━━ Source material

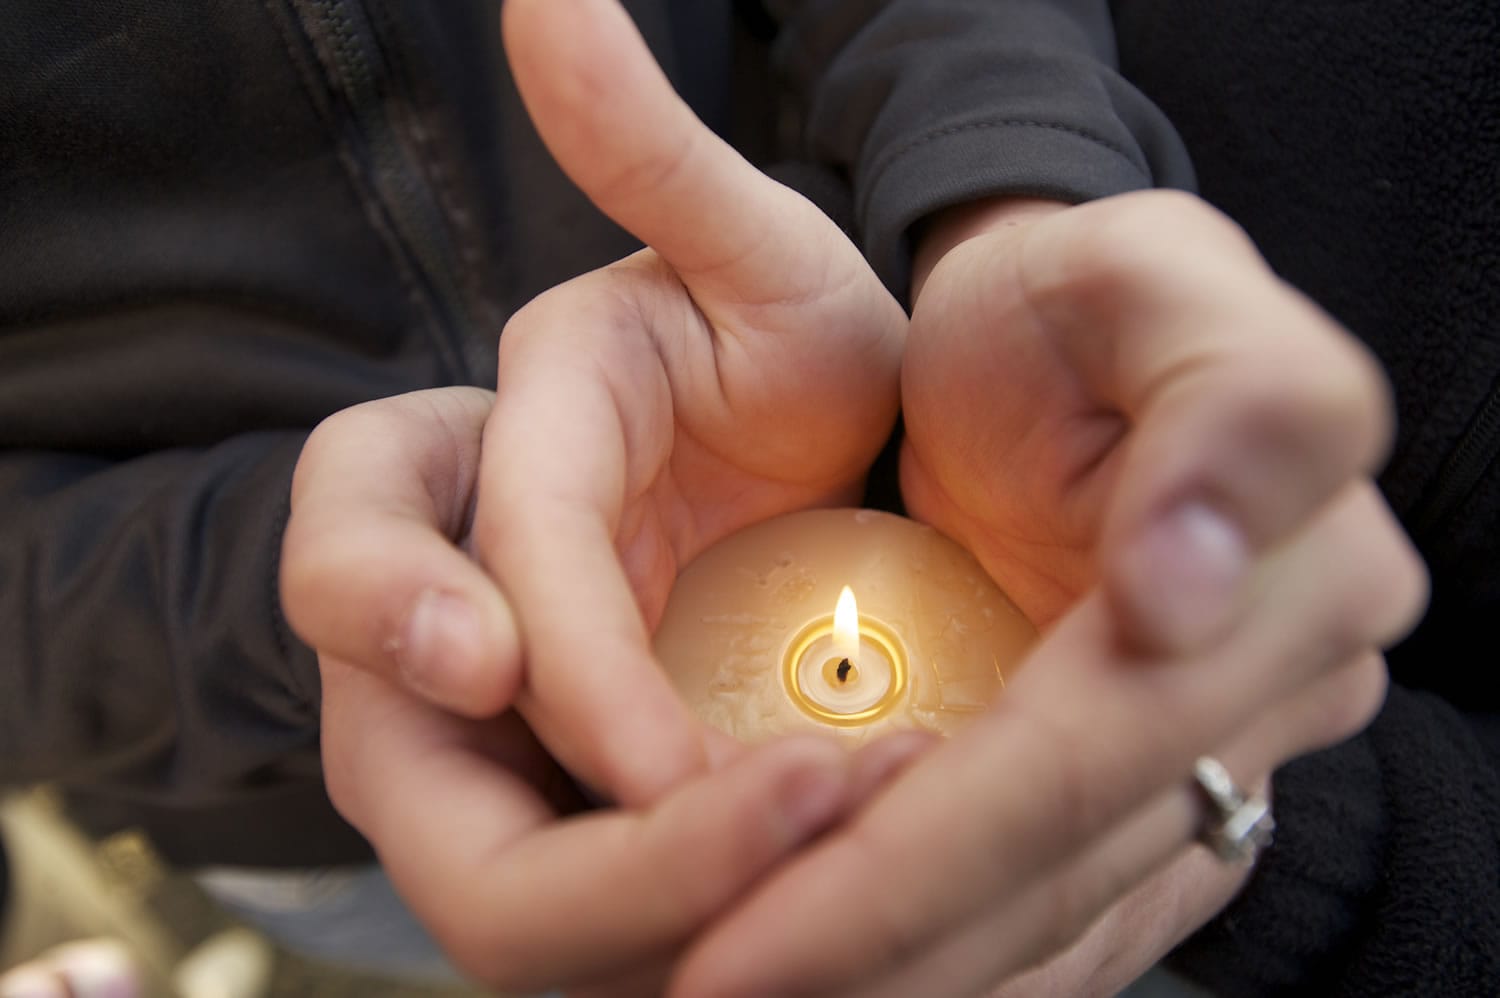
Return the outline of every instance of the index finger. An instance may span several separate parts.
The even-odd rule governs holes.
[[[664,388],[650,394],[649,374],[614,383],[655,353],[629,310],[594,283],[591,275],[554,290],[507,327],[475,537],[519,620],[528,723],[585,782],[643,804],[706,767],[707,729],[652,655],[632,585],[664,590],[673,556],[646,552],[637,571],[652,578],[632,580],[616,536],[627,502],[657,510],[651,496],[632,493],[652,487],[665,461],[671,401]],[[627,415],[636,417],[629,426]],[[651,526],[658,536],[667,529]]]

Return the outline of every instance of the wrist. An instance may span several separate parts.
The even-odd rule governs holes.
[[[996,197],[953,205],[932,216],[916,235],[912,254],[911,301],[915,306],[938,261],[975,236],[1018,228],[1070,207],[1047,198]]]

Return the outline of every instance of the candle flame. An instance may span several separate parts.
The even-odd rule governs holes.
[[[833,611],[833,647],[850,662],[859,664],[859,605],[854,602],[854,590],[848,586],[839,593],[838,606]]]

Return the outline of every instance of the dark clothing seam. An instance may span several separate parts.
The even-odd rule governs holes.
[[[433,310],[426,296],[422,293],[421,282],[412,270],[412,263],[406,252],[406,247],[400,234],[391,226],[386,219],[385,205],[382,203],[380,194],[369,183],[364,171],[361,169],[360,159],[355,151],[350,148],[350,142],[339,124],[344,121],[334,107],[338,99],[338,88],[335,81],[329,76],[329,69],[324,64],[322,56],[317,52],[317,42],[311,36],[308,25],[303,19],[299,7],[299,0],[286,0],[283,9],[289,9],[302,32],[302,37],[312,49],[312,59],[316,62],[316,70],[308,65],[308,54],[299,51],[301,46],[297,39],[290,33],[290,25],[282,18],[277,17],[272,9],[272,4],[278,0],[265,0],[265,8],[275,23],[277,34],[281,39],[282,46],[286,49],[287,57],[290,59],[297,72],[298,79],[302,82],[304,91],[307,93],[318,118],[323,122],[329,138],[337,150],[339,164],[343,167],[345,178],[349,182],[351,190],[359,200],[360,208],[365,223],[379,240],[386,255],[394,265],[396,274],[401,281],[403,296],[411,307],[418,325],[423,330],[426,338],[436,348],[438,357],[442,358],[449,369],[449,376],[455,377],[468,368],[467,360],[461,353],[455,353],[458,344],[449,343],[442,335],[439,324],[440,320]],[[313,0],[311,6],[314,9],[324,9],[327,0]],[[341,44],[347,41],[347,22],[343,17],[338,18],[338,23],[344,25],[344,33]],[[320,89],[321,85],[321,89]],[[319,99],[323,97],[325,99]],[[347,122],[345,122],[347,123]]]
[[[1132,158],[1131,155],[1123,148],[1121,148],[1118,144],[1111,142],[1109,139],[1106,139],[1102,136],[1095,135],[1087,129],[1075,128],[1072,125],[1064,125],[1056,121],[1033,121],[1024,118],[1001,118],[994,121],[974,121],[964,125],[948,125],[944,128],[938,128],[924,135],[920,135],[903,145],[897,146],[893,152],[887,154],[879,163],[874,164],[870,168],[871,186],[874,186],[879,182],[880,175],[885,173],[886,170],[890,169],[891,164],[895,163],[902,156],[911,152],[913,149],[919,149],[922,146],[925,146],[931,142],[935,142],[938,139],[947,138],[950,135],[959,135],[964,132],[981,131],[988,128],[1046,128],[1054,132],[1067,132],[1069,135],[1075,135],[1078,138],[1086,139],[1097,146],[1108,149],[1116,156],[1119,156],[1121,159],[1128,162],[1131,168],[1135,170],[1135,172],[1140,173],[1145,180],[1149,182],[1151,179],[1141,170],[1140,164],[1137,163],[1135,159]]]
[[[367,0],[367,3],[367,11],[376,23],[377,37],[381,31],[389,33],[402,30],[400,17],[388,3],[377,0]],[[478,349],[479,344],[475,342],[475,334],[478,333],[478,338],[492,347],[493,341],[489,337],[499,335],[504,307],[491,293],[485,280],[488,254],[474,223],[474,213],[465,209],[464,198],[455,179],[459,171],[451,159],[456,143],[451,134],[450,123],[431,113],[423,113],[420,99],[434,98],[430,93],[421,92],[423,83],[420,74],[415,71],[405,50],[400,45],[381,47],[392,78],[399,80],[404,92],[412,98],[405,105],[405,113],[393,115],[392,123],[405,136],[414,165],[432,190],[453,240],[452,259],[457,271],[457,285],[472,299],[477,312],[474,318],[483,323],[479,330],[465,330],[467,335],[464,337],[464,346]],[[491,365],[484,365],[488,366]],[[469,373],[474,372],[471,369]]]

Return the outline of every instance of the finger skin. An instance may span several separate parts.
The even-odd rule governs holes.
[[[1253,774],[1365,727],[1386,685],[1381,657],[1359,656],[1255,718],[1213,755],[1253,789],[1264,782]],[[1181,844],[1202,814],[1184,777],[1118,819],[1097,844],[1036,876],[1021,896],[996,898],[988,912],[861,993],[914,994],[941,980],[953,994],[978,994],[1003,979],[994,993],[1117,994],[1227,904],[1250,872]]]
[[[1162,626],[1132,542],[1195,504],[1252,558],[1273,546],[1379,466],[1388,386],[1196,198],[1028,210],[948,252],[918,302],[909,505],[1043,624],[1103,578],[1143,647],[1211,638]]]
[[[914,763],[940,739],[922,731],[890,735],[867,745],[850,759],[849,784],[845,813],[859,808],[880,788]],[[737,743],[738,744],[738,743]],[[747,748],[740,744],[743,756]],[[683,945],[674,946],[659,957],[648,958],[629,969],[615,969],[595,981],[570,986],[568,994],[576,998],[656,998],[667,990],[672,971]]]
[[[340,810],[449,955],[492,987],[544,990],[638,967],[849,804],[848,754],[804,738],[748,754],[650,810],[556,822],[482,727],[358,670],[325,672],[325,759]]]
[[[644,804],[707,765],[646,634],[677,569],[858,494],[895,422],[905,317],[827,217],[693,116],[619,4],[517,0],[502,24],[559,166],[650,248],[507,325],[478,551],[521,621],[528,722]],[[826,404],[841,380],[859,398]]]
[[[1383,462],[1393,407],[1374,357],[1204,202],[1085,205],[1015,252],[1037,324],[1131,424],[1100,542],[1131,638],[1173,637],[1151,626],[1152,566],[1123,554],[1153,520],[1200,504],[1264,550]]]
[[[895,424],[906,315],[853,243],[694,117],[616,0],[516,0],[502,23],[558,165],[688,305],[658,322],[665,295],[630,296],[661,327],[674,397],[712,400],[679,407],[679,443],[722,459],[738,439],[736,468],[822,491],[861,478]],[[840,383],[858,404],[821,401]],[[746,426],[759,446],[743,445]]]
[[[654,568],[637,562],[654,578],[632,580],[616,545],[627,501],[651,488],[672,441],[659,373],[623,376],[641,386],[638,419],[612,389],[619,372],[649,366],[641,354],[654,352],[636,345],[645,336],[587,279],[511,320],[475,518],[480,559],[522,622],[527,721],[559,761],[627,805],[708,764],[704,728],[652,657],[637,596],[637,586],[665,592],[673,553],[658,550]]]
[[[515,0],[502,24],[516,85],[554,158],[601,210],[708,292],[710,308],[721,299],[794,302],[839,283],[828,280],[830,267],[862,266],[812,204],[787,196],[698,121],[616,0]],[[790,241],[793,231],[815,238]],[[832,252],[835,243],[845,251]]]
[[[762,885],[689,953],[673,993],[833,988],[900,965],[1176,788],[1262,709],[1411,626],[1420,563],[1373,488],[1308,530],[1267,560],[1211,654],[1122,661],[1102,599],[1085,599],[998,709]]]
[[[280,569],[287,619],[314,649],[470,717],[510,704],[521,678],[510,606],[458,546],[492,400],[416,392],[324,421],[297,463]],[[423,654],[417,609],[439,597],[469,630],[429,630]]]

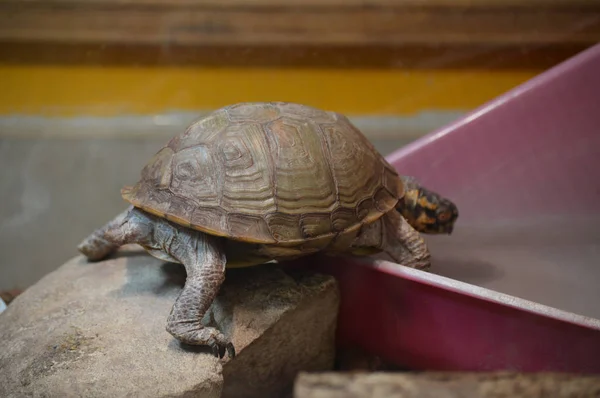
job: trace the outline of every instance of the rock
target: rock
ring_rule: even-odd
[[[184,348],[165,330],[185,270],[139,249],[76,257],[0,314],[0,396],[276,397],[300,370],[329,370],[339,305],[332,277],[268,264],[228,271],[204,319],[237,356]]]
[[[600,376],[565,373],[300,373],[294,398],[598,397]]]

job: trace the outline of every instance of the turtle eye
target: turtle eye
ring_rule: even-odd
[[[450,213],[448,213],[447,211],[438,215],[438,220],[440,220],[442,222],[448,221],[449,218],[450,218]]]

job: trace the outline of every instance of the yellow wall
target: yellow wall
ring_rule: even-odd
[[[154,114],[255,100],[302,102],[347,114],[411,115],[471,109],[537,73],[0,67],[0,115]]]

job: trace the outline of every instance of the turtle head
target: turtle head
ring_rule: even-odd
[[[397,210],[417,231],[426,234],[451,234],[458,208],[451,200],[418,185],[406,187]]]

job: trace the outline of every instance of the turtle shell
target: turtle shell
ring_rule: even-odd
[[[343,115],[239,103],[193,122],[122,196],[205,233],[274,244],[331,240],[394,208],[394,168]]]

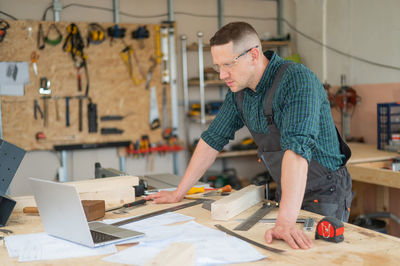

━━━━

### Problem to solve
For this task, give again exactly the lines from the line with "target: turtle shell" through the end of the entries, including both ends, and omit the pictures.

### Your solution
target: turtle shell
ring_rule: even-odd
[[[343,115],[239,103],[193,122],[122,196],[205,233],[274,244],[331,240],[394,208],[394,168]]]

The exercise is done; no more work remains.